__REQUIRED ACTIONS__:
(1) From the book comments, extract the passage between "A pic of something" and "an actual game.", inclusive.
(2) Answer these questions using the book comments:
(a) What god name did the first commenter find too ordinary?
(b) Which book does one commenter say the art reminds them of?
(c) Which font makes one commenter think of Death Note?
(3) Carry on the book comments after the last one shown.

__EXTRACT PROVIDED__:
## Begin

I am loving the look of this. One bit that threw me off was naming a god “Marko.” If you’re trying to world-build; avoid using painfully normal names for your deities. “Oh no, it’s my sworn enemies, the Knights of Polo!”
As someone who proudly owns this book, highly recommend. Great to see a youtuber I like talking about art from one of my favourite artists :)
I am obsessed with that art style wow
I sequel is out!! I can't wait to run this for my D&D group! Wooooo!
Does anyone else think the back of the book feel very much like those “liminal surrealistic horror” pics?
A pic of something mundane that feels kinda eerie with a caption like “which flesh is your flesh?” Just fits perfectly
The art reminds me of Scary Stories To Tell In The Dark, I love it.
Omg! this is from Plastiboo, I love their illustrations so much!! This one is outside of what they usually do but still very attractive concepts and fascinating vision
Absolutely adore this kind of artstyle
Damn, that's such a cool premise for a work of fiction. I guess guide books are a bit old fashioned now, but I really like the idea of adapting it to a modern format. Maybe writing a UA-cam walk through review/video essay, or one of those IGN style guides? It could be a really cool way to "create" the artistic side of a game without having to do all the coding and so on of making an actual game.
That's kind of what Petscop was. It was made under the pretense of being a let's play for a rare video game, but as the series progresses you can connect the dots to form a story about the narrator.
About 2 minutes in i bought this immediately. Sadly i wont be finishing your video because i dont want spoilers, but that you for sharing this. I was sold on the premise instantly
You're right. That talisman that causes the moon to disappear for a night would be a great item DnD.
My mind cannot see the Cloister Black font without thinking about Death Note lmao.
Love this book! Can’t wait for vol.2 (which Plastiboo confirmed to be in the process of making!)

## End

__STORED DATA__:

## Begin

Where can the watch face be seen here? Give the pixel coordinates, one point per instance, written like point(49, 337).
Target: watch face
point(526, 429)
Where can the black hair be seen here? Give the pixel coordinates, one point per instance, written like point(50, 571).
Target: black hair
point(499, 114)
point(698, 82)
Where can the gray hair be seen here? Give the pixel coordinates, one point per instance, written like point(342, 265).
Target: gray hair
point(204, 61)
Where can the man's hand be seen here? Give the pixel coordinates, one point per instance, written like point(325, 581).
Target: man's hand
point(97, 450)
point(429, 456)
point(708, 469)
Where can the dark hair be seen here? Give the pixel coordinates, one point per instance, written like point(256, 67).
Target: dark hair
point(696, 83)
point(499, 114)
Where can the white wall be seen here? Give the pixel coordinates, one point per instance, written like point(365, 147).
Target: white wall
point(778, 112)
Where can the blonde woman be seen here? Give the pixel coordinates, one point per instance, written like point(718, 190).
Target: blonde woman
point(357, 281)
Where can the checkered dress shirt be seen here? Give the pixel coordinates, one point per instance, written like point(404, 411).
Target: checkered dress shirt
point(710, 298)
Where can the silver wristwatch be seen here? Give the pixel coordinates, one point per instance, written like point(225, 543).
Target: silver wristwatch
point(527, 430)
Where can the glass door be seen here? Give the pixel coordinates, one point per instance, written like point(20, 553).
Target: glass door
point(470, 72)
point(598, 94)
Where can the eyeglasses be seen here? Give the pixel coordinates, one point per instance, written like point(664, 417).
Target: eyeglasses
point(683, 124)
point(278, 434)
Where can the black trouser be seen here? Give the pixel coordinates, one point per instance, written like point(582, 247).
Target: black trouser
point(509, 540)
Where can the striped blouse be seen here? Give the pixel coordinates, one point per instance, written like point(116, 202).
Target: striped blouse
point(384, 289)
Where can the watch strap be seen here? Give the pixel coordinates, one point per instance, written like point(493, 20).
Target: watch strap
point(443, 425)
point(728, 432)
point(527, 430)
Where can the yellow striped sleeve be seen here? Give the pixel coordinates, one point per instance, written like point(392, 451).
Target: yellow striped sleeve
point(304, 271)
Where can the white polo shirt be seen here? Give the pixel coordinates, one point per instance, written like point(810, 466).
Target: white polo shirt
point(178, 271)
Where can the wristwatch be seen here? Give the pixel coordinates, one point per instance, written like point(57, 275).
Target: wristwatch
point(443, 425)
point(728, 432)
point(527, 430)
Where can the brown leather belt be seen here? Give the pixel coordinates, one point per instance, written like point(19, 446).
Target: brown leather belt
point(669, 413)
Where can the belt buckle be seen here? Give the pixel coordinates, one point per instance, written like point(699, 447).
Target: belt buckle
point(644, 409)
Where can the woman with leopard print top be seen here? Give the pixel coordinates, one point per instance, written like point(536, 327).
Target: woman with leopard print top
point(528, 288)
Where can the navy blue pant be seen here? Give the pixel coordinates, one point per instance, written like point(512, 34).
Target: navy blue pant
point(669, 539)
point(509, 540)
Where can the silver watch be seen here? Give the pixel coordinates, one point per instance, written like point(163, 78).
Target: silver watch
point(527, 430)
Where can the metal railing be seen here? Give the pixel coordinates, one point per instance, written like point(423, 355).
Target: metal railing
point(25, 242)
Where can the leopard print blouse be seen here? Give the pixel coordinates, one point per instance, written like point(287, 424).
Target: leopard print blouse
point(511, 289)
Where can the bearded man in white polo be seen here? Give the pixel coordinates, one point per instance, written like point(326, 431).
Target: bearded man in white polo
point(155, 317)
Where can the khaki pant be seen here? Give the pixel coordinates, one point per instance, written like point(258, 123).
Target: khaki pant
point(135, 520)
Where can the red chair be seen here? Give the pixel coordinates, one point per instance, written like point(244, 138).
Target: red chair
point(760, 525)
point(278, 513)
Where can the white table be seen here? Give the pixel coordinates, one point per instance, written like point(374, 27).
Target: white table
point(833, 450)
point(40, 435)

## End
## Begin

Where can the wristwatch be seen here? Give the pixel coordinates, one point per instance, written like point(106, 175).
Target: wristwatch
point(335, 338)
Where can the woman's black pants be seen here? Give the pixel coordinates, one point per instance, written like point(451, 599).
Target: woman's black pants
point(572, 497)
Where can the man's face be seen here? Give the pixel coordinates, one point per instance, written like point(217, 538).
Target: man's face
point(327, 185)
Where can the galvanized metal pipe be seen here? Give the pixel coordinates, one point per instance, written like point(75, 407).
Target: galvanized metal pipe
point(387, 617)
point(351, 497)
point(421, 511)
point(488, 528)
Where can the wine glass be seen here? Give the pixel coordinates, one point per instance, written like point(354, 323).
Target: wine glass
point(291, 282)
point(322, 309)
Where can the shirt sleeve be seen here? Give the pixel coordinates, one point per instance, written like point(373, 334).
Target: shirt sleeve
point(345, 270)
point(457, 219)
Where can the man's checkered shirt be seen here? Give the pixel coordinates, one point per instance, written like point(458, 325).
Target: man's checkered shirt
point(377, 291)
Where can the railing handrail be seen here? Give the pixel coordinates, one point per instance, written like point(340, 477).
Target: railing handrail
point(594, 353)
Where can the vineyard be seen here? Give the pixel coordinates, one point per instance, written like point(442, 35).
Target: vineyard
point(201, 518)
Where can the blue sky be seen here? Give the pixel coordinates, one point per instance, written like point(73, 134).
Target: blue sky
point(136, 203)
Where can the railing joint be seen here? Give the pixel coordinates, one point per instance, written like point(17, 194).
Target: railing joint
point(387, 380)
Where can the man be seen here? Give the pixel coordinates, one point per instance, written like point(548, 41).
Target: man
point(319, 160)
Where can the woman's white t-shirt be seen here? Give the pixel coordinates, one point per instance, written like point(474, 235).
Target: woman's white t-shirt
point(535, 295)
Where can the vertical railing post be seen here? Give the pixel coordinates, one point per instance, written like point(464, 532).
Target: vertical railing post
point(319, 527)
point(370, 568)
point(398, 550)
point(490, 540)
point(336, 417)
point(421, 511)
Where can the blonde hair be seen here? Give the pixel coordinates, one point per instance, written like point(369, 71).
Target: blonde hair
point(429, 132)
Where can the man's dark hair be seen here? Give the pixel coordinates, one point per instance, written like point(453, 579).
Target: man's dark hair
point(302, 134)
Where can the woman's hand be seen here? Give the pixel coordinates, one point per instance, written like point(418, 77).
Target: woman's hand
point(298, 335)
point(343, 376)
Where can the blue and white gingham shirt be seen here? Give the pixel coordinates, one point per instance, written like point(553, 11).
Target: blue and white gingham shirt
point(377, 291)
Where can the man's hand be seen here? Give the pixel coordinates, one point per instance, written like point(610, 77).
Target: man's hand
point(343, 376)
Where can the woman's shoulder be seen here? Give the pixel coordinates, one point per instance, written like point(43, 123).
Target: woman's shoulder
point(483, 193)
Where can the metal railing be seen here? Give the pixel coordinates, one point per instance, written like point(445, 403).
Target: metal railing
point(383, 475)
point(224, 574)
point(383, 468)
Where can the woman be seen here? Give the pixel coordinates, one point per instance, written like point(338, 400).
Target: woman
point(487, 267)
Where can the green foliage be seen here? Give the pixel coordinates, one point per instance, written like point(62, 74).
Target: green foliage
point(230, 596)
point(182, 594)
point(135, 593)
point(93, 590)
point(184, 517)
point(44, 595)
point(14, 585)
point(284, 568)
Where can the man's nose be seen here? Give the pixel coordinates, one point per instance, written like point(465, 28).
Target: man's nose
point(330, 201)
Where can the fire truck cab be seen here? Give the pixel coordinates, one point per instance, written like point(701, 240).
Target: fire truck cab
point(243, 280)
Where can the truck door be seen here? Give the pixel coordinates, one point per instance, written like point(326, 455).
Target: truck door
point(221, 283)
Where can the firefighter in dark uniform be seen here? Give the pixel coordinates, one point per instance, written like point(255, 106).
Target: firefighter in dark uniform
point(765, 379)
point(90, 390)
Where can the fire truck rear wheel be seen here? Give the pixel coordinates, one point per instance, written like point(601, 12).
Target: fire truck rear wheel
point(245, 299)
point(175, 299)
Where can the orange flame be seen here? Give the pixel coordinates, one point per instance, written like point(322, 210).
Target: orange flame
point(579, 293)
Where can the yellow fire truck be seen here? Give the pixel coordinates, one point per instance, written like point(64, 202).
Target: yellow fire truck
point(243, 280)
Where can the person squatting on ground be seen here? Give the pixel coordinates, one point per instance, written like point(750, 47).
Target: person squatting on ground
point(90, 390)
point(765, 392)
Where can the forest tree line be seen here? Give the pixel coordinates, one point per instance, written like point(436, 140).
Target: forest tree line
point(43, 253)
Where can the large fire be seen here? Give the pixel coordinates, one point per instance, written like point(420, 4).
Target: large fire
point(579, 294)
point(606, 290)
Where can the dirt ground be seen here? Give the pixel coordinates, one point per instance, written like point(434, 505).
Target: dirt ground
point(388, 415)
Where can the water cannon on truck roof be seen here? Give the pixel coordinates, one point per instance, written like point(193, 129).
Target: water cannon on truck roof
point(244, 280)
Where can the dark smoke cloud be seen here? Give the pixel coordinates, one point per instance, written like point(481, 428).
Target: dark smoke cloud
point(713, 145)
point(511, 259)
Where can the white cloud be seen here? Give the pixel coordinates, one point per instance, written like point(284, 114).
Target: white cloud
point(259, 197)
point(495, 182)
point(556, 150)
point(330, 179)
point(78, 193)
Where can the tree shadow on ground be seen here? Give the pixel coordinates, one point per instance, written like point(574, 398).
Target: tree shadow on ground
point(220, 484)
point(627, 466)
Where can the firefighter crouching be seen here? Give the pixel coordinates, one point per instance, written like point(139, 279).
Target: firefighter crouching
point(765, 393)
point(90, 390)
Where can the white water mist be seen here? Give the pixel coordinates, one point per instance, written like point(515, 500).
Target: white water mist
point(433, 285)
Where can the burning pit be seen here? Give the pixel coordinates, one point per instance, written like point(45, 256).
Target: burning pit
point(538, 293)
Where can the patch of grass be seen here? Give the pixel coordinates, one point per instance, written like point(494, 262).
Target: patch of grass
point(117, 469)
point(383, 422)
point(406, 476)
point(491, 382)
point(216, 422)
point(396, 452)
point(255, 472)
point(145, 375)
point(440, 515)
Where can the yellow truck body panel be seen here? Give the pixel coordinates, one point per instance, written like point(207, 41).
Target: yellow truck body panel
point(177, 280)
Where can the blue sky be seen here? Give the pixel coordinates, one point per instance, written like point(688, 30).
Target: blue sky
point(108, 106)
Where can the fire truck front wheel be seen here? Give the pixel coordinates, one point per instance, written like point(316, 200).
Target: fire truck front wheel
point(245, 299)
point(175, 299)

## End

__TASK RESPONSES__:
(1)
A pic of something mundane that feels kinda eerie with a caption like “which flesh is your flesh?” Just fits perfectly
The art reminds me of Scary Stories To Tell In The Dark, I love it.
Omg! this is from Plastiboo, I love their illustrations so much!! This one is outside of what they usually do but still very attractive concepts and fascinating vision
Absolutely adore this kind of artstyle
Damn, that's such a cool premise for a work of fiction. I guess guide books are a bit old fashioned now, but I really like the idea of adapting it to a modern format. Maybe writing a UA-cam walk through review/video essay, or one of those IGN style guides? It could be a really cool way to "create" the artistic side of a game without having to do all the coding and so on of making an actual game.

(2)
(a) Marko
(b) Scary Stories To Tell In The Dark
(c) Cloister Black

(3)
I clicked on this video thinking it was going to be a spooky video but instead I got a video about a dope book that I need for my future D&D games.
beautiful! I'm so much in love with old school D&D aesthetic (you know all those original AD&D and 2e books) and overall all type of classical old school fantasy (from shirtless barbarians that hit the gym and steroids ultra hard, old wizards with a beard longer than their entire height throwing spells here and there, dragons that hoard treasures just because). Yeah current digital art that can portray these fantasy worlds in a more realistic ways is amazing, but there is a really unique charm with the old school fantasy asthetic.
Anyways thank you for this video, was amazing to learn about Vermis
Love this book! I even did a part of an adventure based on it and the players enjoyed it a lot.
Thanks for putting me on to this book. I need to pick it up immediately. I might get two actually, one that I can cut apart and make collages / frame pages, and one for to keep as a whole book.
Was glad I was able to grab a copy this batch, got a copy on your recommendation, it’s really cool!
This is so souls-like in atmosphere and theme
This feels like a cursed-game creepypasta or an ARG and i'm here for it.
You've been killing it I love these
The second I saw the animated puppet near the end of the video, I gained a sudden inspiration for a puppeteer fairy for my faewild campaign. This book is really neat, and I might buy it if I ever get the chance.
Honestly this is such an amazing idea for a book, it looks very interesting and the design are definitely really good.
It really does give off a feeling of resignation, like the characters had to accept that this is how their world is, and they just have to try to live depsite it
i clicked for the title... ive never played a single game of d&d or dark souls... i want this book.
had an idea for a dnd campaign set in a sort of purgatory style realm ruled by an ambivalent deity of death. the world is corrupted not because of the deity but by the corrupt souls wandering through it and this book has gave me so many ideas.
Love this artist ! I have been following him for a while ! Glad his art is reaching new audiences
I like the concept behind this. Maybe a potential outlet for video game ideas I haven't the programming knowledge to execute.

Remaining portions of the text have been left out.